* **YOUR TASK**:
Return the listing below unchanged, minus its pictures.
─── ITEMS
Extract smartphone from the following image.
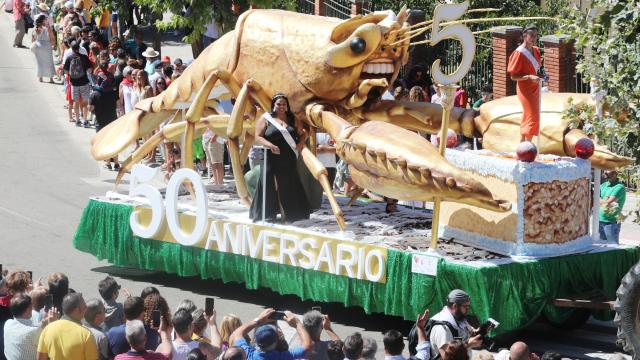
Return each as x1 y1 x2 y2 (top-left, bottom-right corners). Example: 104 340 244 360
269 311 284 320
151 310 160 328
44 294 53 311
478 318 500 337
204 298 214 316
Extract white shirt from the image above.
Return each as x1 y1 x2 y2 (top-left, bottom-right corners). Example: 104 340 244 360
4 319 42 360
429 306 472 359
122 85 135 114
149 70 166 94
316 133 336 168
62 46 89 64
171 340 200 360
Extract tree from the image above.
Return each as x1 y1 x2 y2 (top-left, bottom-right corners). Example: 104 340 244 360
129 0 295 58
562 0 640 223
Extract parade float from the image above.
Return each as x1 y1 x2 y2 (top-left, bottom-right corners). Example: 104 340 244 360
74 2 640 331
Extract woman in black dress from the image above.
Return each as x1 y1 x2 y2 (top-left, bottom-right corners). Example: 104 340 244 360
250 93 310 222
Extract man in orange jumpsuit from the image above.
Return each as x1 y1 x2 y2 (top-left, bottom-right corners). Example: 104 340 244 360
507 25 542 142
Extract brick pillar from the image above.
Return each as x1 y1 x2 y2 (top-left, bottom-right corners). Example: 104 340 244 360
314 0 324 16
540 35 576 92
351 0 369 17
491 26 522 99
──────
* **ANSWER FOR THE TASK**:
Extract smartphone from the following image.
Return each as x1 y1 x2 y2 (top-left, bottom-right corners). Example: 104 340 244 360
269 311 284 320
151 310 160 328
44 294 53 311
478 318 500 337
204 298 214 316
Extract white shirt from the image above.
Return each as x1 y1 x2 y2 (top-left, bottom-right corners). Example: 104 340 244 360
4 319 42 360
429 306 472 359
122 85 135 114
149 70 166 94
316 133 336 168
62 46 89 64
171 340 200 360
Extract tree from the image above.
Return each as x1 y1 x2 y2 (top-left, bottom-right corners). Example: 104 340 244 360
129 0 295 58
562 0 640 223
Extract parade float from the image above.
Return each as x1 y1 x2 y2 (top-left, bottom-right corners). Example: 104 340 244 360
74 2 640 331
Extract woman in black dress from the image above.
Return each as x1 y1 x2 y2 (top-left, bottom-right corners). Example: 104 340 244 360
250 93 310 222
Extract man in orange jumpsuit from the image above.
Return each as x1 y1 x2 y2 (top-left, bottom-right corners). Example: 104 340 244 360
507 25 542 142
Extract brick pillar from the image above.
Return each as x1 y1 x2 y2 (top-left, bottom-right corners). Example: 104 340 244 360
314 0 324 16
540 35 576 92
351 0 369 17
491 26 522 99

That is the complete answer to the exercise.